* Task material:
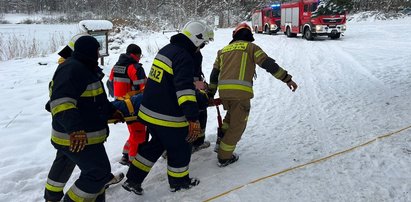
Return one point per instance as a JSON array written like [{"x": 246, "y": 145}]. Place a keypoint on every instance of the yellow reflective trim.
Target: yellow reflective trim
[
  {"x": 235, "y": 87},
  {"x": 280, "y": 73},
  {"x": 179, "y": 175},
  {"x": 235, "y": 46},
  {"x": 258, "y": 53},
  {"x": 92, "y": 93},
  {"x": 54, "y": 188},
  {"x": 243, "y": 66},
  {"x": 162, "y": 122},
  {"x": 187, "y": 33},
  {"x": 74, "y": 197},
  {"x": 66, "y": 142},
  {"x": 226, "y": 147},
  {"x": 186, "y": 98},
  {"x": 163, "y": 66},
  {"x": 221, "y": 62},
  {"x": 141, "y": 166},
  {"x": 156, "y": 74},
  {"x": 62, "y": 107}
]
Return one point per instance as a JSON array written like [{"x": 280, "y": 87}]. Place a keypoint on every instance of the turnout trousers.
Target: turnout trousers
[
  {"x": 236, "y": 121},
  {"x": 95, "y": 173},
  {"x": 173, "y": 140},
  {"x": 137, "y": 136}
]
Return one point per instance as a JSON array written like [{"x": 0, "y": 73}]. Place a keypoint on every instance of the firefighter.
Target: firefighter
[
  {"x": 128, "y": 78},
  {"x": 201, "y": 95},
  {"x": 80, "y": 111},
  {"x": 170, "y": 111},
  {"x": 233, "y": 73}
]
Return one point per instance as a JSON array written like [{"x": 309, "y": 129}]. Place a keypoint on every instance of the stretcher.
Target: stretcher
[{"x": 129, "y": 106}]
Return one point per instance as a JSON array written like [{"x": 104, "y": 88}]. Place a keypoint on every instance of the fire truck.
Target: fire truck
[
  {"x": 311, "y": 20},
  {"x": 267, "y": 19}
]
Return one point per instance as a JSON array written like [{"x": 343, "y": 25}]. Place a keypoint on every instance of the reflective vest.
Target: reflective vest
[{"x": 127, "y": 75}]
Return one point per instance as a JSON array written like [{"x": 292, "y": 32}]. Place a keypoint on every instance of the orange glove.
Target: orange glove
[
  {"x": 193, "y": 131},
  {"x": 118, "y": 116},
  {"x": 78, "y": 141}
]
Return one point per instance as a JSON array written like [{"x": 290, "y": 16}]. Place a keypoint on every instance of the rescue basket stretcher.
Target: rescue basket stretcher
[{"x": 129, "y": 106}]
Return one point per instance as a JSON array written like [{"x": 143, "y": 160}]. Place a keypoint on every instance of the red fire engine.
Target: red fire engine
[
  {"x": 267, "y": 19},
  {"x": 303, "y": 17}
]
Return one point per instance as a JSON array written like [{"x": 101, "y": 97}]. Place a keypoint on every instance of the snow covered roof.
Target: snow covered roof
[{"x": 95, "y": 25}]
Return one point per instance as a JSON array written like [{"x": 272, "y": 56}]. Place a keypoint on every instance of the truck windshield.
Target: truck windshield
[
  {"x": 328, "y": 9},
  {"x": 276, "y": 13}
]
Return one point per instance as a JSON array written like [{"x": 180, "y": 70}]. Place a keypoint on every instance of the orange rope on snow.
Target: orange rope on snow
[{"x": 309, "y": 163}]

--

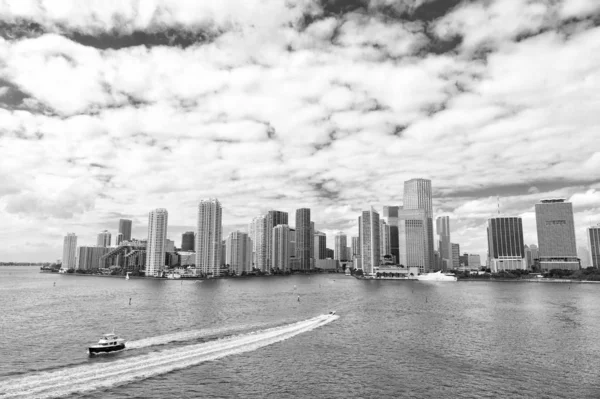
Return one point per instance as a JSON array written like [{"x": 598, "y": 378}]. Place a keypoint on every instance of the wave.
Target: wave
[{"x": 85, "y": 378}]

* Brief: Please output the lines of the listing above that fall in the stretch from the one with "the reflective vest." through the one with "rescue basket stretcher.", exactly and only those.

* Finished exercise:
Return one point per instance as a JSON array written like [{"x": 343, "y": 25}]. Place a keypoint on every instance of the reflective vest.
Target: reflective vest
[{"x": 127, "y": 75}]
Return one point per instance as a JSON array written like [{"x": 292, "y": 32}]. Place a keypoint on every instance of the orange glove.
Target: orange glove
[
  {"x": 193, "y": 131},
  {"x": 118, "y": 116},
  {"x": 78, "y": 141}
]
Return one point per instance as a JSON array written like [{"x": 290, "y": 16}]. Place a keypoint on every instance of the rescue basket stretcher.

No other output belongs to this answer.